◆ Quoted text ◆
## Start
Failure to comply with applicable laws and regulations can result in substantial penalties. The regulatory burden on the industry increases the cost of doing business and affects profitability. Although we believe we are in substantial compliance with all applicable laws and regulations, such laws and regulations are frequently amended or reinterpreted. Therefore, we are unable to predict the future costs or impact of compliance. Additional proposals and proceedings that affect the oil and natural gas industry are regularly considered by Congress, the states, Federal Energy Regulatory Commission (“FERC”) and the courts. We cannot predict when or whether any such proposals may become effective.
We believe we are in substantial compliance with currently applicable laws and regulations and that continued substantial compliance with existing requirements will not have a material adverse effect on our financial position, cash flows or results of operations. However, current regulatory requirements may change, currently unforeseen environmental incidents may occur or past non-compliance with environmental laws or regulations may be discovered.
Regulation of Production of Oil and Natural Gas
The production of oil and natural gas is subject to regulation under a wide range of local, state and federal statutes, rules, orders and regulations. Federal, state and local statutes and regulations require permits for drilling operations, drilling bonds and reports concerning operations. We own interests in properties located in Texas, which regulates drilling and operating activities by, among other things, requiring permits for the drilling of wells, maintaining bonding requirements in order to drill or operate wells, and regulating the location of wells, the method of drilling and casing wells, the surface use and restoration of properties upon which wells are drilled and the plugging and abandonment of wells. The laws of Texas also govern a number of conservation matters, including provisions for the unitization or pooling of oil and natural gas properties, the establishment of maximum allowable rates of production from oil and natural gas wells, the regulation of well spacing or density, and plugging and abandonment of wells. The effect of these regulations is to limit the amount of oil and natural gas that we will be able to produce and to limit the number of wells or the locations at which we can drill, although we can apply for exceptions to such regulations or to have reductions in well spacing or density. Moreover, Texas imposes a production or severance tax with respect to the production and sale of oil, natural gas and NGLs within its jurisdiction.
The failure to comply with these rules and regulations can result in substantial penalties. Our competitors in the oil and natural gas industry are generally subject to the same regulatory requirements and restrictions that affect our operations.
Regulation of Sales and Transportation of Oil
Sales of oil, condensate and NGLs are not currently regulated and are made at negotiated prices. Nevertheless, Congress could reenact price controls in the future.
## End
◆ What you will do ◆
A) According to the passage on oil and gas regulation, what tax does Texas impose on the production and sale of oil, natural gas and NGLs within its jurisdiction?
B) Rewrite the rows from the line containing "Each instance gets a single point. Label the floral" through the last row, replacing "woman's hand" with "person's hand" and keeping everything else the same. Return only those lines.

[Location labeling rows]
## Start
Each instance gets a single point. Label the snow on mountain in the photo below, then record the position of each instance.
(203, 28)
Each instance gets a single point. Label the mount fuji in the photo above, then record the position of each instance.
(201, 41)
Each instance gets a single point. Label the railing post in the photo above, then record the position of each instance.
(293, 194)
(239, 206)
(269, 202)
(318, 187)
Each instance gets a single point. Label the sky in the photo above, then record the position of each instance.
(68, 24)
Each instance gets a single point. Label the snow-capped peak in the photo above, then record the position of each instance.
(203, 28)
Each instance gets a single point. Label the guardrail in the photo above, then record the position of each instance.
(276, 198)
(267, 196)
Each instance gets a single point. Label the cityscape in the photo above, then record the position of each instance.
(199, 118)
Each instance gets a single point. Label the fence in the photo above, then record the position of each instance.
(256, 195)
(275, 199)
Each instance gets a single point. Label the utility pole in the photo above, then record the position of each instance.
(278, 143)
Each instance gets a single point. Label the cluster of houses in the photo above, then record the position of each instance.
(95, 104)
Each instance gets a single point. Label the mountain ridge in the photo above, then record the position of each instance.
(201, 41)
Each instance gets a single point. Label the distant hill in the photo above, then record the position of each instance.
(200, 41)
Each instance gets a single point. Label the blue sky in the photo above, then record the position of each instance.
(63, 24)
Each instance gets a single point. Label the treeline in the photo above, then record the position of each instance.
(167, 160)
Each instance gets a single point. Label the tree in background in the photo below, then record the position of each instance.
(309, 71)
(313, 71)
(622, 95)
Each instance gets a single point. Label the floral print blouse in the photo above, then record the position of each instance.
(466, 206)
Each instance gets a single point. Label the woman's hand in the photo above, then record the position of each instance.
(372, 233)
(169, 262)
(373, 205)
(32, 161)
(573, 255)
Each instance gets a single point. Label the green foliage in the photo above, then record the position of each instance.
## End
◆ Response list ◆
A) A production or severance tax.

B)
Each instance gets a single point. Label the floral print blouse in the photo above, then record the position of each instance.
(466, 206)
Each instance gets a single point. Label the person's hand in the photo above, then record the position of each instance.
(372, 233)
(169, 262)
(373, 205)
(32, 161)
(573, 255)
Each instance gets a single point. Label the green foliage in the photo above, then record the position of each instance.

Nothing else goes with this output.